-- Excerpted passage --
Death of St. Answer. St. Answer (ca. 1035 – 1066) was born in the far north of Germany in the area which is now the state of Schleswig-Holstein. He was a Benedictine monk who undertook missionary work among the pagans to the East of his homeland. He was martyred by stoning in 1066 along with 28 of his fellow missionaries. He was canonized in 1147 by Pope Eugene III. His feast day is July 18.

July 18, 1013

Birth of Hermann von Reichenau in Saulgau, Germany. As a chronicler, he has become a primary source of information on his age.

July 18, 1504

Birth of Heinrich Bullinger in Bremgarten, Switzerland. Bullinger worked with Zwingli and contributed to moving Switzerland to Protestantism.

July 18, 1552

Birth of Rudolf II, the Holy Roman Emperor from 1576-1612, in Vienna, Austria.

July 18, 1849

Birth of Hugo Riemann in Sondershausen, Germany. A musicologist, his works on harmony are considered to be the foundation of modern music theory.

July 18, 1864

Birth of Ricarda Huch in Brauenschweig, Germany. She was a pioneering German intellectual. Trained as a historian, and the author of many works of European history, she also wrote novels, poems, and a play. Asteroid 879 Ricarda is named in her honour. Huch studied philosophy, history and philology at Zürich University, as women were not then eligible for degrees at German universities. In 1890, she was one of the first women to attain a doctorate from Zurich with a dissertation on “The neutrality of the Confederation during the Spanish War of Succession” (Die Neutralität der Eidgenossenschaft während des spanischen Erbfolgekrieges). Shortly after attaining her doctorate, she published poetry under the alias of Richard Hugo. After working as a librarian, Huch left for Bremen, where she taught German and history.

-- Data rows --
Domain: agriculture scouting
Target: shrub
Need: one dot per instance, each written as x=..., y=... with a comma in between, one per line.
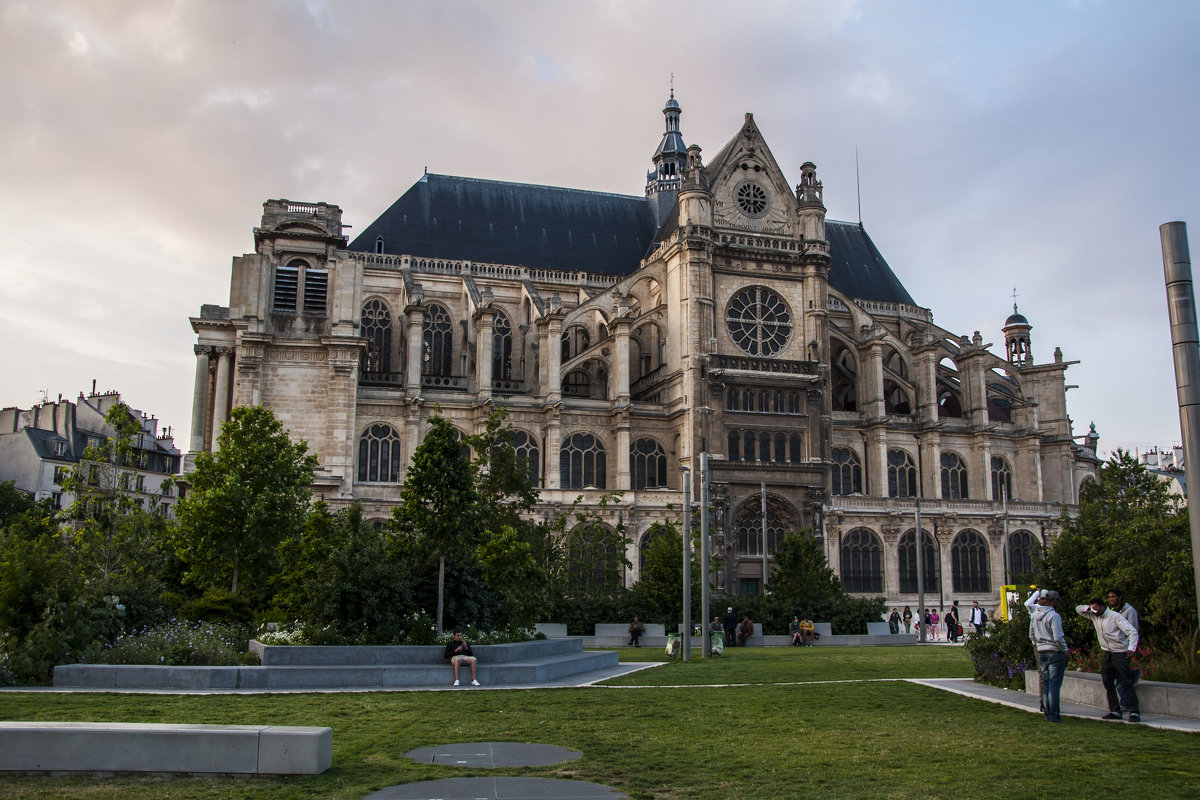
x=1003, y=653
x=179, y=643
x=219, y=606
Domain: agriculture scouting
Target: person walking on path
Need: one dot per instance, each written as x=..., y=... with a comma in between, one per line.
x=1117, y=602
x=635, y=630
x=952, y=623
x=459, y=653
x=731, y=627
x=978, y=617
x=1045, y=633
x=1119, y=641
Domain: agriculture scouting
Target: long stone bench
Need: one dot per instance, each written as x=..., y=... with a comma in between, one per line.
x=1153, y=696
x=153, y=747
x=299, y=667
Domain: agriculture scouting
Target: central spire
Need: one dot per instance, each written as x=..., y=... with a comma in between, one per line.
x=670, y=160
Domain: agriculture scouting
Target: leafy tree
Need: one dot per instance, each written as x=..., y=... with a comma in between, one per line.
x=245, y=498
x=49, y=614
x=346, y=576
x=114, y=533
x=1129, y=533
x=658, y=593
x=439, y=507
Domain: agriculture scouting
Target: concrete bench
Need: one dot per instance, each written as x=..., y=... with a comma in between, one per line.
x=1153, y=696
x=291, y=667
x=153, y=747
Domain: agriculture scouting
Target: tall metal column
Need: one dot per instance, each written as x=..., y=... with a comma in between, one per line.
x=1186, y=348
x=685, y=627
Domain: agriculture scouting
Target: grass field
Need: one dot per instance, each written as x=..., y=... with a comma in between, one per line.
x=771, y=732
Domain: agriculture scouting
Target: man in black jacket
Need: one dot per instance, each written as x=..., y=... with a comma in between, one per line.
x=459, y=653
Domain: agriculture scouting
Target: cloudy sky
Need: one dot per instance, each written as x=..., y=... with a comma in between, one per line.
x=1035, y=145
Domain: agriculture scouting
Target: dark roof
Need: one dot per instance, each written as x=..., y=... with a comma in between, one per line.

-- Challenges --
1 - Name every person whose birth is recorded in the text on July 18 anniversaries.
2 - Write the next part of the text on July 18 anniversaries, starting after its final sentence.
The records are separate material and have no connection to the text on July 18 anniversaries.

-- Results of the tasks --
1 - Hermann von Reichenau, Heinrich Bullinger, Rudolf II, Hugo Riemann, Ricarda Huch

2 -
July 18, 1868

Death of Emanuel Leutze in Washington, D.C. Emanuel Leutze was born in Schwaebisch-Gmuend, Germany. Leutze came to America with his family as a youngster. In 1841 he returned to Germany to study at the art academy in Düsseldorf. He remained in Germany for 20 years, but was dedicated to painting a series of works on American history. His most known painting is “Washington Crossing the Delaware”. He returned to the United States in 1859 and in 1860 was commissioned to decorate a stairway in the Capitol Building. The name of his composition there is “Westward the Course of Empire Takes its Way”.

July 18, 1870

The doctrine of the infallibility of the Pope is defined as dogma by the Roman Catholic Church. The final vote at the first Vatican Council was 533 to 2. The German, French and U. S. bishops were strongly opposed to the dogma and a large number of the representatives from those delegations had left the council before the final vote was taken.

July 18, 1927

Birth of Kurt Masur in Grieg, Germany (now in Poland). Masur was the conductor of the Leipzig Gewandhaus Orchestra at the time of the demonstrations against the East German regime. He is credited with intervening to prevent the shooting of the demonstrators.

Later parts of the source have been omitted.